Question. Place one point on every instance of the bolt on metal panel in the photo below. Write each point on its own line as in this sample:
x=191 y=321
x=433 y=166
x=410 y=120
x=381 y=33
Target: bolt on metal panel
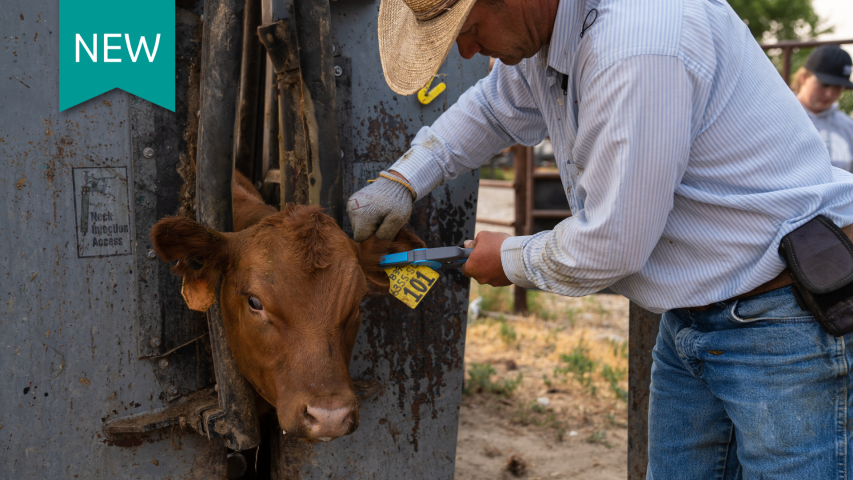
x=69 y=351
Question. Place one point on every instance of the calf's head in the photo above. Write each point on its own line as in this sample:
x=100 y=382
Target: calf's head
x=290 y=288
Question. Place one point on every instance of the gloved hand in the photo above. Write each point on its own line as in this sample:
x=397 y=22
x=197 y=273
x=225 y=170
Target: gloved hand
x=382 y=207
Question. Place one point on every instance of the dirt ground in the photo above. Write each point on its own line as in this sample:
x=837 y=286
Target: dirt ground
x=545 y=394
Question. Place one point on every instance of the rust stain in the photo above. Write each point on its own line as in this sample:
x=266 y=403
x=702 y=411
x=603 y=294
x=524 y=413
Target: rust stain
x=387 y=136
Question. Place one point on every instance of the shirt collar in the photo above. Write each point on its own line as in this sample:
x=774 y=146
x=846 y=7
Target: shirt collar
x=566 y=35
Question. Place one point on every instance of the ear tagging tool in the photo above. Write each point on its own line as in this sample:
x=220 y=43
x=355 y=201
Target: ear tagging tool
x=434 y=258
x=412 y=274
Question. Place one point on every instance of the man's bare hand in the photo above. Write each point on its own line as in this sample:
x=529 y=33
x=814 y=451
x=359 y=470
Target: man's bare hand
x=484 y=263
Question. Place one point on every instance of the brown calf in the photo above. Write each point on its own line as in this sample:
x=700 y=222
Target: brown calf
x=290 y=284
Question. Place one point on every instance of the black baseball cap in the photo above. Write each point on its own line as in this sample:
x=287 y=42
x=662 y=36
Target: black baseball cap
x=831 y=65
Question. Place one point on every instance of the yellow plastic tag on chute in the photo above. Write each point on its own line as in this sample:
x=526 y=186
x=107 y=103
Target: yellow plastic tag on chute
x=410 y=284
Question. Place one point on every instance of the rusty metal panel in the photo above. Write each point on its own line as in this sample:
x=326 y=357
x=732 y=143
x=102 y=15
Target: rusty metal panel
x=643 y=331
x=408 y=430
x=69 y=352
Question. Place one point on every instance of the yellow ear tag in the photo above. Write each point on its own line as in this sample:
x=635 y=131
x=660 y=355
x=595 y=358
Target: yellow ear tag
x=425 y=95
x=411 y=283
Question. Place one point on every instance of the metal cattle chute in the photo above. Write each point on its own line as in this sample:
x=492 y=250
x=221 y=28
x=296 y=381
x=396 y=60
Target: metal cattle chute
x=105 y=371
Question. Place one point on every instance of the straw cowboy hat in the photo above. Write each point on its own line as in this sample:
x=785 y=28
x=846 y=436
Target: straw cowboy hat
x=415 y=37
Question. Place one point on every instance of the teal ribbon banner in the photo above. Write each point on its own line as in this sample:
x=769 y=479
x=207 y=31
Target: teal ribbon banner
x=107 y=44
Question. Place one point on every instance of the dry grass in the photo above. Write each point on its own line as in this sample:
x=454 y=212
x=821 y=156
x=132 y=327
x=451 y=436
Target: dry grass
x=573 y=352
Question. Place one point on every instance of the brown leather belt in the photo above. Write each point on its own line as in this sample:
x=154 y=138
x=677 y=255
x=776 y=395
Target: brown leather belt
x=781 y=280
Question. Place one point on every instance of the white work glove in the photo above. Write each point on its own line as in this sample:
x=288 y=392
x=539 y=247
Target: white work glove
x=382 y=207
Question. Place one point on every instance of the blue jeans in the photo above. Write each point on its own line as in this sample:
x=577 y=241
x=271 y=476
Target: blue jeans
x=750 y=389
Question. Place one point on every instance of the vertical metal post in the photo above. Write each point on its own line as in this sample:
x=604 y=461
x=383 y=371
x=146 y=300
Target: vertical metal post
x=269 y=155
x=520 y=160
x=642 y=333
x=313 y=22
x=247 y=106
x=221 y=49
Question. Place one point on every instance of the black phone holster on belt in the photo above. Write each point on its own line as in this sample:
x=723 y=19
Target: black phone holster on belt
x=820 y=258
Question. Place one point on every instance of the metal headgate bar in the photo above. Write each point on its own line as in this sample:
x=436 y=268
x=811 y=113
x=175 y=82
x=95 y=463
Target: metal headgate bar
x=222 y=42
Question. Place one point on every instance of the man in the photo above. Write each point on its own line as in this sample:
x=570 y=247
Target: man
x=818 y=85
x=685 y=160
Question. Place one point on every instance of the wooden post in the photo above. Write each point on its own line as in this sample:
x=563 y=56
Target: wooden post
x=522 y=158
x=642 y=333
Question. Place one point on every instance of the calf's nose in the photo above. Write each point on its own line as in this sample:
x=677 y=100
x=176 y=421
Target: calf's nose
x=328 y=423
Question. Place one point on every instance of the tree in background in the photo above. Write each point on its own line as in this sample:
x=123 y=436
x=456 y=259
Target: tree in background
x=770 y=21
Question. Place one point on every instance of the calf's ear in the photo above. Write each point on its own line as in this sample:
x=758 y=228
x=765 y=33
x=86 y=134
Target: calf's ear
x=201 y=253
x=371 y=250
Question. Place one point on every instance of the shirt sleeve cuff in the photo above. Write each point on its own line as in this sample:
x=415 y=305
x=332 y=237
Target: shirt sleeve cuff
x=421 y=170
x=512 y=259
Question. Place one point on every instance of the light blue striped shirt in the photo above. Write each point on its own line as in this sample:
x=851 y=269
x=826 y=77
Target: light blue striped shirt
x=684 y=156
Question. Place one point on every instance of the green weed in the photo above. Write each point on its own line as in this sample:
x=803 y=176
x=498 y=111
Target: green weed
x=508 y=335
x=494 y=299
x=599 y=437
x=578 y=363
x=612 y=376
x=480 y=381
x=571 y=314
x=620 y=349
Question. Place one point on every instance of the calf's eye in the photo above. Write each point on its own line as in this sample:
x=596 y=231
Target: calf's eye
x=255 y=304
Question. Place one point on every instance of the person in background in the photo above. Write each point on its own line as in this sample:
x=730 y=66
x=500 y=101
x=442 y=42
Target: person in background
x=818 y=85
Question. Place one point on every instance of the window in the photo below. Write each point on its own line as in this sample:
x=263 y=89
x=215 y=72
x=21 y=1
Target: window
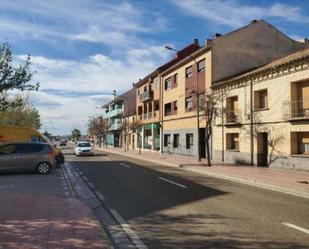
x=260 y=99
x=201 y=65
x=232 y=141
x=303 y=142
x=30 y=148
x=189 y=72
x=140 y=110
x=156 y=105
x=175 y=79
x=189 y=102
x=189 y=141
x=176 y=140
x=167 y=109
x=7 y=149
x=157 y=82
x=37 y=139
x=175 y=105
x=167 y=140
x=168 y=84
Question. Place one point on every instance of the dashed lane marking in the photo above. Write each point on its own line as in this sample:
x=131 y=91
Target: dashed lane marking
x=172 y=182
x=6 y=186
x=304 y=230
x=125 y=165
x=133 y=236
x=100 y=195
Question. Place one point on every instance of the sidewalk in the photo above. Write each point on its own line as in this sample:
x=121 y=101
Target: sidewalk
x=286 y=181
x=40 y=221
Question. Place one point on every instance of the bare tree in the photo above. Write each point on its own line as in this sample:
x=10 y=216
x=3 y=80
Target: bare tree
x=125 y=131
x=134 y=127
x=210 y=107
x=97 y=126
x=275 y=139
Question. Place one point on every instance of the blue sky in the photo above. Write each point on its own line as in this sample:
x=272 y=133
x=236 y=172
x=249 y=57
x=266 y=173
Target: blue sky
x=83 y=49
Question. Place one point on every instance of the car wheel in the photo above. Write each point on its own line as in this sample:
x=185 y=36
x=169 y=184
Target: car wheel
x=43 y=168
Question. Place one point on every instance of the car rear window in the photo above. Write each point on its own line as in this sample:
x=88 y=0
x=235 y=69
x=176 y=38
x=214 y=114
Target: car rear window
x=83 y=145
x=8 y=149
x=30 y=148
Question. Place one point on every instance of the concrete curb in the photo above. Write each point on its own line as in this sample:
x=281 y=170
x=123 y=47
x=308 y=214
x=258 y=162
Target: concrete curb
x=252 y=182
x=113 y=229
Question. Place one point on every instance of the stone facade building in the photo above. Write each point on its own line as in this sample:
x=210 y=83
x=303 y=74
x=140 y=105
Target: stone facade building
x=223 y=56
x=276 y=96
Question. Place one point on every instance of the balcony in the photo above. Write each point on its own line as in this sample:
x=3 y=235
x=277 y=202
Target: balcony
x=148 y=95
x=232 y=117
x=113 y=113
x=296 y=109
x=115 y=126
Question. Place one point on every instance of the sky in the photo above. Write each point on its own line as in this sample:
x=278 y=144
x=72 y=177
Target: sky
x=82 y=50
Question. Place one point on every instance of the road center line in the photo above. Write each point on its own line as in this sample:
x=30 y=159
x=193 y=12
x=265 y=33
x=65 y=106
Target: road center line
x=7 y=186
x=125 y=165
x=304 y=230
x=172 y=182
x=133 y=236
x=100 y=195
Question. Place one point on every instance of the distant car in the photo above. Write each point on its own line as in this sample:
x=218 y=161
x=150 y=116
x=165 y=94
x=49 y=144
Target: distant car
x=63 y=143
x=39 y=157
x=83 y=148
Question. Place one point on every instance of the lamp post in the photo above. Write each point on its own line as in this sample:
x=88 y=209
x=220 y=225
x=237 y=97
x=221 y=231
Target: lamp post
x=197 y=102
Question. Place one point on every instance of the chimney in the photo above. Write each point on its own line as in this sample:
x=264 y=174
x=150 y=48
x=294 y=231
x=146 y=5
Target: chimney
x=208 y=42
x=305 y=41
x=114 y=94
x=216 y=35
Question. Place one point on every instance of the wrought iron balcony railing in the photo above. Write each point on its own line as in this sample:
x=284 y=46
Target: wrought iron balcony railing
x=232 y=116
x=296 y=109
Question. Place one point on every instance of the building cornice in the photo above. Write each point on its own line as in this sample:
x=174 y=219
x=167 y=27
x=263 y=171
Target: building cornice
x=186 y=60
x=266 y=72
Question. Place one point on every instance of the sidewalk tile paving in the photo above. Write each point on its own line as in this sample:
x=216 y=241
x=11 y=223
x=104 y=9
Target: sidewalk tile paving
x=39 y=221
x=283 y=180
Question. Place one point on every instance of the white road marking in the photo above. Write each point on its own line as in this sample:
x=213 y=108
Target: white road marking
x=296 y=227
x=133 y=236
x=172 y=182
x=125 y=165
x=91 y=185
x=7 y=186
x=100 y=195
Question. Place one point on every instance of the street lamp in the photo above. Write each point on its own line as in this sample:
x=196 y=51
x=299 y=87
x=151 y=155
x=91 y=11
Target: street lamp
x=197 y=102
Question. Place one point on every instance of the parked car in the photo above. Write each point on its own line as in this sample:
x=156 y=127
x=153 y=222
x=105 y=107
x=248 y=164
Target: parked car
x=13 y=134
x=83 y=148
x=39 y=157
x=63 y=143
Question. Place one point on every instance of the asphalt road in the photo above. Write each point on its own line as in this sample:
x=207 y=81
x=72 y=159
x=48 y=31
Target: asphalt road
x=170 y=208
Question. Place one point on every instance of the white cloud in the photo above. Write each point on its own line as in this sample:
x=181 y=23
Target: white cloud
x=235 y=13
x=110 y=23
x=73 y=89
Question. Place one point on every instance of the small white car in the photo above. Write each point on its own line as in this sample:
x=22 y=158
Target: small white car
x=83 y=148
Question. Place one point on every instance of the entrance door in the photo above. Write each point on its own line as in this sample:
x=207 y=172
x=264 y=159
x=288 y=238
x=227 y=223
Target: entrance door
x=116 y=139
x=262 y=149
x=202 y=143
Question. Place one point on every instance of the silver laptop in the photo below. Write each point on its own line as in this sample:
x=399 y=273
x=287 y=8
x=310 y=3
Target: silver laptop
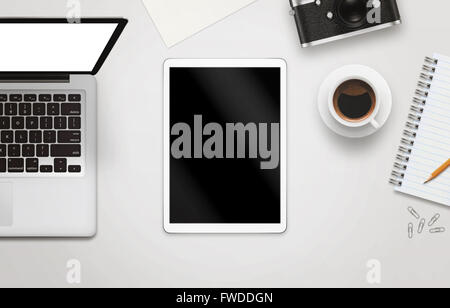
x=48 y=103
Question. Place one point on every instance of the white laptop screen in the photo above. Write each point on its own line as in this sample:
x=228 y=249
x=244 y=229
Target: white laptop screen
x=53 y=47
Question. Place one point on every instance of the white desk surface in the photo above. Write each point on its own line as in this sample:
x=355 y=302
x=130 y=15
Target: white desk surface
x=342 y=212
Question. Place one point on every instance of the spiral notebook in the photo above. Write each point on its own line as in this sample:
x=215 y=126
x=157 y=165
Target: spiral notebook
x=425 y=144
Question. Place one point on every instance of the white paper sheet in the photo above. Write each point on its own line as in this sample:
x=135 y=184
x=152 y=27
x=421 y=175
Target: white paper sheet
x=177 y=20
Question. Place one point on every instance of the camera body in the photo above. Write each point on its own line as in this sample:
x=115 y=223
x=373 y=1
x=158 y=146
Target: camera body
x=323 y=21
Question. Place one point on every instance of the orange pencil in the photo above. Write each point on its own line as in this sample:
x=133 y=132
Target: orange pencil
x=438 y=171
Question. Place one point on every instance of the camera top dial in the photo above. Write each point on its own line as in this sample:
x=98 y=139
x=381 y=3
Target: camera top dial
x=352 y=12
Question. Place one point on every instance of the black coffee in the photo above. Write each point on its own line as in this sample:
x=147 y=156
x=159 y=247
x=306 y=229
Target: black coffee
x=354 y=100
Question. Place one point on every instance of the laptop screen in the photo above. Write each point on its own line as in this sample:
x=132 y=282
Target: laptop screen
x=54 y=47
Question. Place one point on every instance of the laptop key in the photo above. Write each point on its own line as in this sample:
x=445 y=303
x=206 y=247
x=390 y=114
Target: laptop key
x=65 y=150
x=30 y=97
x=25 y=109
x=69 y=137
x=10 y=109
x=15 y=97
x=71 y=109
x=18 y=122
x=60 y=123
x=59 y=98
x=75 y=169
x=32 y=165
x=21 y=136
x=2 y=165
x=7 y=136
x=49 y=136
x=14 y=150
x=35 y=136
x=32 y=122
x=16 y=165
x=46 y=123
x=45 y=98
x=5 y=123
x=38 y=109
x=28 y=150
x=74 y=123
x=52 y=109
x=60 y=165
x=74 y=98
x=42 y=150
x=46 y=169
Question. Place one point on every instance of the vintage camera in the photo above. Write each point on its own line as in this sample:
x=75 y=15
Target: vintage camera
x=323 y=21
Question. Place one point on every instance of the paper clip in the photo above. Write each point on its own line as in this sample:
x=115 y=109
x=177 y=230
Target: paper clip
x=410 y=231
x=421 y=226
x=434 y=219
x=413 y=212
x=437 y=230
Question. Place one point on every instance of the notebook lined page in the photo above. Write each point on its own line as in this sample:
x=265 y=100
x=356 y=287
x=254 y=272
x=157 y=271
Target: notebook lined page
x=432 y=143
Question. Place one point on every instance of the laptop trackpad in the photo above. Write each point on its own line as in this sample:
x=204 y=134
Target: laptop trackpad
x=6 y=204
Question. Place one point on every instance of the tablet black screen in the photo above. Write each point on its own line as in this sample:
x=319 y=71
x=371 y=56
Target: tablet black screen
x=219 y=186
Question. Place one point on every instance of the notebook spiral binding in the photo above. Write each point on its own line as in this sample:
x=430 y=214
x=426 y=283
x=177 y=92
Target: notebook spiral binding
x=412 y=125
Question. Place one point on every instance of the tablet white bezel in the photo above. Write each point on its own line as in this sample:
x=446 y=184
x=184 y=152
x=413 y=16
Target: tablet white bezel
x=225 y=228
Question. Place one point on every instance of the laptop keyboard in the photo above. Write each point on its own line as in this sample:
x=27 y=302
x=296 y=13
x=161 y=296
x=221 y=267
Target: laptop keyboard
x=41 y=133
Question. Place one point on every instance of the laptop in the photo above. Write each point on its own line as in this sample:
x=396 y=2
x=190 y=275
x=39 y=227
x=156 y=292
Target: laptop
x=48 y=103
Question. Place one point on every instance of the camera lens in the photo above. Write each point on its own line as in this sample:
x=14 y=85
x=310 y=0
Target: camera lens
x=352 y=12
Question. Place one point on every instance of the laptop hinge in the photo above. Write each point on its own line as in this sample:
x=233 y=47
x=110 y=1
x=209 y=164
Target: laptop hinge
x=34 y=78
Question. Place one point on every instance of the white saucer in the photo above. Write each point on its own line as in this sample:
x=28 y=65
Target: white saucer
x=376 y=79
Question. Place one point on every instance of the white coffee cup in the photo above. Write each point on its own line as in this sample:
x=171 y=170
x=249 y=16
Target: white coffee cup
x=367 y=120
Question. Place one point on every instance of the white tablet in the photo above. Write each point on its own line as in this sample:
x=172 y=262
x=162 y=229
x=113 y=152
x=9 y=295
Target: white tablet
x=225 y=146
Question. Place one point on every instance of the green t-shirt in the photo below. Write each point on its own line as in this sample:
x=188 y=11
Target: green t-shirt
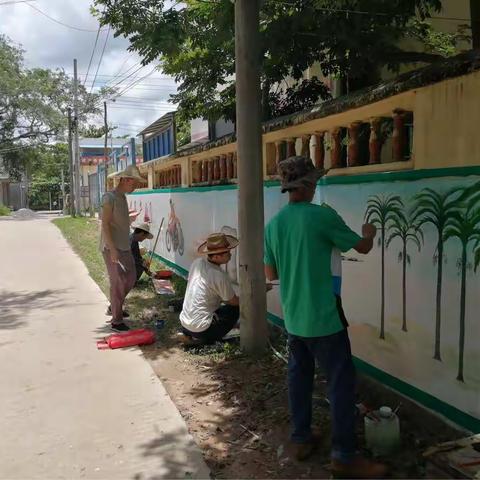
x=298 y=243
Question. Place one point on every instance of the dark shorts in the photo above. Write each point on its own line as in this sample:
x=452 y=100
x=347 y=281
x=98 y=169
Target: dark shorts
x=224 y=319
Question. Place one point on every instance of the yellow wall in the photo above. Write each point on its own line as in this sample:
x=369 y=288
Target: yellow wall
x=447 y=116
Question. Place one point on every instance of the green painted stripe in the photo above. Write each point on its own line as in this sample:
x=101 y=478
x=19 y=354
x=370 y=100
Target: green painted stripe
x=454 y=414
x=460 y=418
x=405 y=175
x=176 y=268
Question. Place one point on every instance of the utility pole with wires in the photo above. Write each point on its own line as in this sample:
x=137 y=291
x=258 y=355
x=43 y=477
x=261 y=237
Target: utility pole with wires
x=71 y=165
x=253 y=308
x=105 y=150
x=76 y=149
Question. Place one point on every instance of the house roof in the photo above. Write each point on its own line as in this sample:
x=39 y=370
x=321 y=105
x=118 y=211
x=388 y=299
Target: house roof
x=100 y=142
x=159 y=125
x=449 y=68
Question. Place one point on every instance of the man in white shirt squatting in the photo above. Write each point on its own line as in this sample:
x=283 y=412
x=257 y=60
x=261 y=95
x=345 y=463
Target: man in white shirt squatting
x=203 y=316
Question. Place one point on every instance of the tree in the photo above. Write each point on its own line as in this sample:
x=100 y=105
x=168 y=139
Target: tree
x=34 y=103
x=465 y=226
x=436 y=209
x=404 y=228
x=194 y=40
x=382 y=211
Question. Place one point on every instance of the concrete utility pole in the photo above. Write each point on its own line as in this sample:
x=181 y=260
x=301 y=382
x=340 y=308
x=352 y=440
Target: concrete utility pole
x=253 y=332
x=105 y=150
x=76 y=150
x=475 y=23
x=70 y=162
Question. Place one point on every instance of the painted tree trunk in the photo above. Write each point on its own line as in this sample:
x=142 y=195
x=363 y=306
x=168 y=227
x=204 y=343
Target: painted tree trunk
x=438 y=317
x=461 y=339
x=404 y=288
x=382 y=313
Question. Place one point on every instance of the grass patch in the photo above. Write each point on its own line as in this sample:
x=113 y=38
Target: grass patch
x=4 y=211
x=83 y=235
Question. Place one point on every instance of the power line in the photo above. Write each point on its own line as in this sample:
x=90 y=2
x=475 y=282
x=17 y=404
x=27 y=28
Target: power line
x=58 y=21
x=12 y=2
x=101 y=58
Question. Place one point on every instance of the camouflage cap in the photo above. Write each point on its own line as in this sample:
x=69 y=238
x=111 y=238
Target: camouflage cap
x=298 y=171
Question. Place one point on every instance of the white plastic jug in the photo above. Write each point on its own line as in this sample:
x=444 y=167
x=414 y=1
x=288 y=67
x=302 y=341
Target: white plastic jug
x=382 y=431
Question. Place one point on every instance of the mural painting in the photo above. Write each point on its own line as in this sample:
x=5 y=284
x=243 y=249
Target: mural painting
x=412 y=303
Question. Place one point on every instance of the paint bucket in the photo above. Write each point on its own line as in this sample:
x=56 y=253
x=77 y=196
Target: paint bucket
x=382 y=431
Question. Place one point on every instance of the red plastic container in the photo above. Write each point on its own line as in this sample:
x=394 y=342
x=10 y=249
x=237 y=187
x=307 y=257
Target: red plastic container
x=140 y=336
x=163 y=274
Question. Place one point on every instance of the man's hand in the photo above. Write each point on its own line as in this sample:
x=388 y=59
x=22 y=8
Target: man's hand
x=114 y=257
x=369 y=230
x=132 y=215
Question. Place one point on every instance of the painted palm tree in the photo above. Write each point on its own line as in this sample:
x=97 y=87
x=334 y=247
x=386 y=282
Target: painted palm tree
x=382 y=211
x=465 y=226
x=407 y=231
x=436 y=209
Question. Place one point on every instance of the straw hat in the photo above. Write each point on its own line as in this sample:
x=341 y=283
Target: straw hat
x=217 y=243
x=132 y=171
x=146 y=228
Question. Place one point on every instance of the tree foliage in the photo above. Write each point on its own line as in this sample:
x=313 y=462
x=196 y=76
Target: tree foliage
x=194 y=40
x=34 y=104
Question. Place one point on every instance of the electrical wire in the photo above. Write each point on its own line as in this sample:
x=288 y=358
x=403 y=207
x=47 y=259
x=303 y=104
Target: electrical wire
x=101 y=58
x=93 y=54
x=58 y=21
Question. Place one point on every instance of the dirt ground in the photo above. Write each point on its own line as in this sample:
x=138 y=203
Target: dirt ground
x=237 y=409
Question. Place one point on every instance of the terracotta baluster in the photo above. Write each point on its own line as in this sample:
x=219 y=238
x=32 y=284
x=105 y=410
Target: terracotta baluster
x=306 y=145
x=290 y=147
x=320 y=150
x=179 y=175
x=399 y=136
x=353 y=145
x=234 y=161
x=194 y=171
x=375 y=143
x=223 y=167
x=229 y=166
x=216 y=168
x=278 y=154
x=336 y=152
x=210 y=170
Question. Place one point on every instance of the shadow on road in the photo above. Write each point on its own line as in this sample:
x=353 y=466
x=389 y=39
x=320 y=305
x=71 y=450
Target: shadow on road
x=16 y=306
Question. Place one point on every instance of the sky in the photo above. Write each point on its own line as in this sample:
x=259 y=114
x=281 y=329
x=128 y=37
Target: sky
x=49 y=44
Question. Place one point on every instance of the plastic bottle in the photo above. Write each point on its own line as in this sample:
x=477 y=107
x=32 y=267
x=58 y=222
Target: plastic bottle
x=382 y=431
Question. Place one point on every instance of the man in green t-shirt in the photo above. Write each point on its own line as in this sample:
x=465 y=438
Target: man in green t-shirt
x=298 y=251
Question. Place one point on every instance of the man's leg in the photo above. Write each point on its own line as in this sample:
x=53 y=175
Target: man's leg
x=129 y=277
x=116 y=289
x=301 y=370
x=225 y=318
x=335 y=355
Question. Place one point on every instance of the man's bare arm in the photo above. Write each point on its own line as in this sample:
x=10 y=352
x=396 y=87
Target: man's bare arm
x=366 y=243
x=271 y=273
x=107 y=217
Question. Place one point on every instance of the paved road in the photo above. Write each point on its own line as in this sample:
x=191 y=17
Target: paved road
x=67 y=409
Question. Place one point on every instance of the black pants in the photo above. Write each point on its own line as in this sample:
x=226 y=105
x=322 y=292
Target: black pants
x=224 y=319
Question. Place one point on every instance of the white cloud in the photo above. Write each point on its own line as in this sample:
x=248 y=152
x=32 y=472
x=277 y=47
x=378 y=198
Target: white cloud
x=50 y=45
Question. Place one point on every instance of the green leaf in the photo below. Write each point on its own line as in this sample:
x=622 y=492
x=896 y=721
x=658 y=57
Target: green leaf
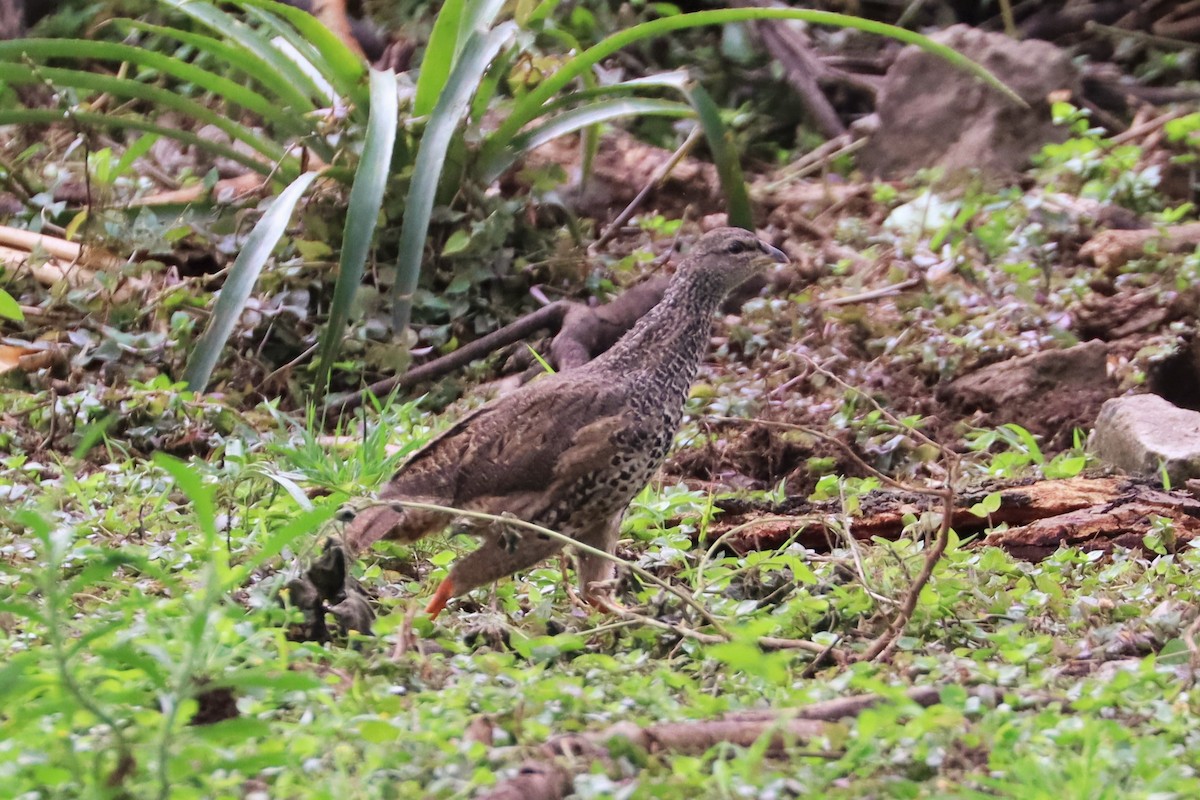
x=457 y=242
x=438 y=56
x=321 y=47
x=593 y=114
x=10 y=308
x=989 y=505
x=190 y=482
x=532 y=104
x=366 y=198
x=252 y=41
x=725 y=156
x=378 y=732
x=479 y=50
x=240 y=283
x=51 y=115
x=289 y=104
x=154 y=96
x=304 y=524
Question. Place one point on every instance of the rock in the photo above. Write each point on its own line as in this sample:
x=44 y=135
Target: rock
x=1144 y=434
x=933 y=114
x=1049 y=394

* * * * * * *

Show me every line of the entries above that holds "below".

Question. Place one point on every instance of the bolt on metal panel in the photo below. Write each point on its own line as in this sample:
Question. Place one point on every instance of the window in the photo below. Write each point on its own line as in this sample:
Question. Place one point on every instance of the silver laptop in the photo below. Write each point on its own line as in this sample:
Question. Place one point on every instance of the green t-shirt in the photo below. Write each point on its own line as in this sample:
Question. Place one point on every instance of the green leaf in the photo below. Write each point on its own line as in this sample:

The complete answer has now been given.